* BEGIN RECORDS *
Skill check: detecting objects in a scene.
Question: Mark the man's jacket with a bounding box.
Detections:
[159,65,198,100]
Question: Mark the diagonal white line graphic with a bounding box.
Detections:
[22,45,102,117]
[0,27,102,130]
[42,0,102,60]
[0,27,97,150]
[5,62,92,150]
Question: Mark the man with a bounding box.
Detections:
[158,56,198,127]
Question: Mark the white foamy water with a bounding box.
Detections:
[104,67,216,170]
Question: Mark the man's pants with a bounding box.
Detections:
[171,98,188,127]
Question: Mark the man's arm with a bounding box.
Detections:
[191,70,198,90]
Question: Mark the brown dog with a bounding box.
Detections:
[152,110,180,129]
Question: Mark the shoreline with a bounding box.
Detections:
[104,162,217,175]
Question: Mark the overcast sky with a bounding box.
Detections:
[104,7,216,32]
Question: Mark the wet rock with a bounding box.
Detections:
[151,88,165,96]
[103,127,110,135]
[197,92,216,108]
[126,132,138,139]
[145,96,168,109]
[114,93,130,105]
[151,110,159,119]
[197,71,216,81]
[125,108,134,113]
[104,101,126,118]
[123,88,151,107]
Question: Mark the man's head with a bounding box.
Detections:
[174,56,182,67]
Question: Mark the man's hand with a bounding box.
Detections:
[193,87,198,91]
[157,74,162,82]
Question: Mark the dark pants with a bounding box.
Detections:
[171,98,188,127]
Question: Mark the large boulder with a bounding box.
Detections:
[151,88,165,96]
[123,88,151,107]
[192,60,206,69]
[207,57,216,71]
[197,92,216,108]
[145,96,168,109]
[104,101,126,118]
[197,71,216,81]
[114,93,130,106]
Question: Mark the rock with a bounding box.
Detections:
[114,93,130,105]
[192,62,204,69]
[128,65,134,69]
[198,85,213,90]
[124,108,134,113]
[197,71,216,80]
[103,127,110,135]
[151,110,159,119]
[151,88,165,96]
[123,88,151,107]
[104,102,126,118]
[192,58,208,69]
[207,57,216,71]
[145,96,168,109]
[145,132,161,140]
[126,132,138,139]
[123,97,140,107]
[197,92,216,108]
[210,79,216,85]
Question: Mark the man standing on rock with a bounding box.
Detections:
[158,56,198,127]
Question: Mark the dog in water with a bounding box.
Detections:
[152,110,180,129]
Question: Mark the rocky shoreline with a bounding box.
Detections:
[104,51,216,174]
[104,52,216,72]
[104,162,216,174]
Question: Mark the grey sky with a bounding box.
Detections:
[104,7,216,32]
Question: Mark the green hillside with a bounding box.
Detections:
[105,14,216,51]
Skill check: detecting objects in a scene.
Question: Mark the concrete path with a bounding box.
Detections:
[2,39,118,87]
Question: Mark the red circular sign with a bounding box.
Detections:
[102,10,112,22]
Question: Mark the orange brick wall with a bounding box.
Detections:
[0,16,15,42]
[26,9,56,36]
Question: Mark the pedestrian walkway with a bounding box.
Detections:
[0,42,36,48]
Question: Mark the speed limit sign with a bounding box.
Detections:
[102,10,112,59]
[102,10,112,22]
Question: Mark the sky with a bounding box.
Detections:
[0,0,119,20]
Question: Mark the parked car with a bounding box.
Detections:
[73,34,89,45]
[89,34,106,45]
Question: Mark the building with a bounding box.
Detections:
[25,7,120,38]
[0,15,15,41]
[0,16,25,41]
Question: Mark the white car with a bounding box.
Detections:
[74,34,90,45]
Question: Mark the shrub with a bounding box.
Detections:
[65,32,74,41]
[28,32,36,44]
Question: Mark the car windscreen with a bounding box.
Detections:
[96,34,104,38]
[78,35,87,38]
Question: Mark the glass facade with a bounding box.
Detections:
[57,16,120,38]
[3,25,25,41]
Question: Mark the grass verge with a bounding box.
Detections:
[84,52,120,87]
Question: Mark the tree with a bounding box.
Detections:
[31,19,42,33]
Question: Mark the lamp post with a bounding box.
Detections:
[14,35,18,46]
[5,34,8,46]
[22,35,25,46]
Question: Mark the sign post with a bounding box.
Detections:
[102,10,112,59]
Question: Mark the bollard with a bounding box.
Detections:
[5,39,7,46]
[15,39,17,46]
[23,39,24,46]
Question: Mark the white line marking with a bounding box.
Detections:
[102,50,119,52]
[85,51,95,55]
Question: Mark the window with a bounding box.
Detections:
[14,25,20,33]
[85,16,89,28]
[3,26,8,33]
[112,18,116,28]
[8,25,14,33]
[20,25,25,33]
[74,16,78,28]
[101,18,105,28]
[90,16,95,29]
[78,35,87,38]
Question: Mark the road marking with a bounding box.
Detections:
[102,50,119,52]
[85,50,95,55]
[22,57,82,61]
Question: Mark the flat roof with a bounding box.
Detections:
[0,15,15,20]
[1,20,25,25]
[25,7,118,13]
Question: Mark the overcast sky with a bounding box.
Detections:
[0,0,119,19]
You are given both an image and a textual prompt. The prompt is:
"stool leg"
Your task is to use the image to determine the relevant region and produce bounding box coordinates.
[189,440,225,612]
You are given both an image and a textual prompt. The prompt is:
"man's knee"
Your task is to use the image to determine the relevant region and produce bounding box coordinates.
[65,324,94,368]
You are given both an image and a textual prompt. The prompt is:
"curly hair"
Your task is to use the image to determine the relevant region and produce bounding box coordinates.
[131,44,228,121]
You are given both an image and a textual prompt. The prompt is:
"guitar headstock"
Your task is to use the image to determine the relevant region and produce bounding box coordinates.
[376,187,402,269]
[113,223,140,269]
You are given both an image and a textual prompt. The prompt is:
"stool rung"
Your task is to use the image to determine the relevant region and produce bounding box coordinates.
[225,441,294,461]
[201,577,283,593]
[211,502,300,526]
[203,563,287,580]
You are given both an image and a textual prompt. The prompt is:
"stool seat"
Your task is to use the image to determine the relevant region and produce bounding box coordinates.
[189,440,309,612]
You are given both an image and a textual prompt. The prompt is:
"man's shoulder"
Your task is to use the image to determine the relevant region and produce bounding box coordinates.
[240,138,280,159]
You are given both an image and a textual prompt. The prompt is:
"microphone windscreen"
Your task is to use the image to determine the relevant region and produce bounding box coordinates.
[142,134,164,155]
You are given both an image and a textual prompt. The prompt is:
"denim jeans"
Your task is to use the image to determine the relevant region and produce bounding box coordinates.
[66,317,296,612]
* END RECORDS *
* BEGIN RECORDS *
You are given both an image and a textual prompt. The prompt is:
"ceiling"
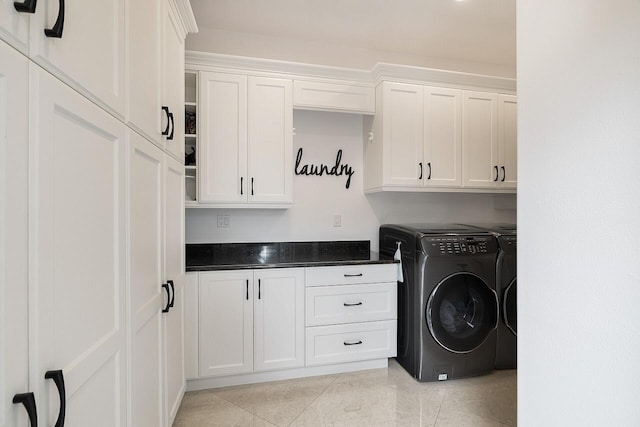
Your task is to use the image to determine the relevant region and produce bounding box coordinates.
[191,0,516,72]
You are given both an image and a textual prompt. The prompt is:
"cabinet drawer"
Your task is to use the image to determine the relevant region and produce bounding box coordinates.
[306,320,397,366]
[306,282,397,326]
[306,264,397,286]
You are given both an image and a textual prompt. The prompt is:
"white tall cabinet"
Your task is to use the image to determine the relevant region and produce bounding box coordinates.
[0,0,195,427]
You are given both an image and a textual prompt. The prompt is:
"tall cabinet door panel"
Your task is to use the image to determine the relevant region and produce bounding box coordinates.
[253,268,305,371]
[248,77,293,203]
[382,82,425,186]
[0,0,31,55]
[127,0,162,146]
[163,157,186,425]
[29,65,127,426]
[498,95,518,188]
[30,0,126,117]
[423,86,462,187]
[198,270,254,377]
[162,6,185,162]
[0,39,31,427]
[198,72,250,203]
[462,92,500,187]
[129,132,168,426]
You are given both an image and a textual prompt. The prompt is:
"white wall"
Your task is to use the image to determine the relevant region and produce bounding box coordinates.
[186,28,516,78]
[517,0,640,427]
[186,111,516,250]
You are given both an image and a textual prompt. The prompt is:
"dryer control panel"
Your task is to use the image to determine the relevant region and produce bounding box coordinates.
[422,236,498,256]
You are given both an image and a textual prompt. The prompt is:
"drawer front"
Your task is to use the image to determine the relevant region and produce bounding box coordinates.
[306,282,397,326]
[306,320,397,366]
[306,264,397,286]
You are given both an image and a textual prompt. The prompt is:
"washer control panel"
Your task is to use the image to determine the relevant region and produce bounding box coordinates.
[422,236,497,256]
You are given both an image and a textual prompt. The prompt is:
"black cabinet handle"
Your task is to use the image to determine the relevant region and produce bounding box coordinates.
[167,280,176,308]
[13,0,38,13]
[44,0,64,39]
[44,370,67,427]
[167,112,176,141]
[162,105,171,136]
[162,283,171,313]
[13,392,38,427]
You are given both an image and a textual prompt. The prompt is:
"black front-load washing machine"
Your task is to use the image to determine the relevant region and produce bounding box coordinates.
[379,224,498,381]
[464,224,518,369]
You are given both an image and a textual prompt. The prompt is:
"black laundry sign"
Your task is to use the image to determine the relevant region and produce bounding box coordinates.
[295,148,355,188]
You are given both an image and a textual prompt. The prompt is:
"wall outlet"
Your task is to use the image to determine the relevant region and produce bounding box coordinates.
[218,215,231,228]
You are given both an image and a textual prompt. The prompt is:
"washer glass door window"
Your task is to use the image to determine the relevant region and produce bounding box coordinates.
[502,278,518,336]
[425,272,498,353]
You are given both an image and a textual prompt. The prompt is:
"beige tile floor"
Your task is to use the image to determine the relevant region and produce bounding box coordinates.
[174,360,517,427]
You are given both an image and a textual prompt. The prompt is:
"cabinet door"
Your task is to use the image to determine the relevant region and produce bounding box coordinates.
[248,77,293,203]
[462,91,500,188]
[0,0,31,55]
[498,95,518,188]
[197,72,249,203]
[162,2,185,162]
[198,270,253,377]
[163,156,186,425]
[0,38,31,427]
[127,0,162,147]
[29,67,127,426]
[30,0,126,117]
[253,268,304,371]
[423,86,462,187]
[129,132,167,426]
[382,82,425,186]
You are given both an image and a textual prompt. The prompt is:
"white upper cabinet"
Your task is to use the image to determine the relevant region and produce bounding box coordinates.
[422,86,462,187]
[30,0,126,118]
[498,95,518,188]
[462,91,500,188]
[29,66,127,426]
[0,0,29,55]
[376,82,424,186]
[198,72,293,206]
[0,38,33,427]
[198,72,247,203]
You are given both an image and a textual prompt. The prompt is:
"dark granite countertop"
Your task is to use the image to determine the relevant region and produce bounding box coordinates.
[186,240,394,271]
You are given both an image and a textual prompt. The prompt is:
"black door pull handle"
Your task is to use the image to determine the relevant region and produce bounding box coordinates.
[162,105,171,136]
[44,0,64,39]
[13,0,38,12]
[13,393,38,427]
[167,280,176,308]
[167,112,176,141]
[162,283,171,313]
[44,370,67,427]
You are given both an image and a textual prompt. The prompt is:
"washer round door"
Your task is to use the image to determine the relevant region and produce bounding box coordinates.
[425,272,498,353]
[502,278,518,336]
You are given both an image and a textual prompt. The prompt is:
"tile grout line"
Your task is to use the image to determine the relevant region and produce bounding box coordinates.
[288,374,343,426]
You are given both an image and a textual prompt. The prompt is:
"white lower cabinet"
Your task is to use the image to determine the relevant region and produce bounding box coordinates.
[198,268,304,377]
* END RECORDS *
--- TASK INSTRUCTIONS ---
Copy the records again without any changes, starting at the line that contains "Question: Mark the red" and ending at the line that contains "[89,34,106,45]", including both of those lines.

--- TASK RESPONSE ---
Question: Mark the red circular sign with a bounding box.
Detections:
[102,10,112,22]
Question: Mark the orange brick wall with a bounding box.
Detections:
[0,16,15,42]
[26,9,56,36]
Question: Mark the pedestrian walkway with a bounding box.
Detections:
[0,42,36,48]
Question: Mark the speed limit sign with a bounding box.
Detections:
[102,10,112,59]
[102,10,112,22]
Question: Mark the sky with a bounding box.
Detections:
[0,0,119,20]
Question: Mark the parked car with a bounding box.
Detections:
[73,34,89,45]
[89,34,106,45]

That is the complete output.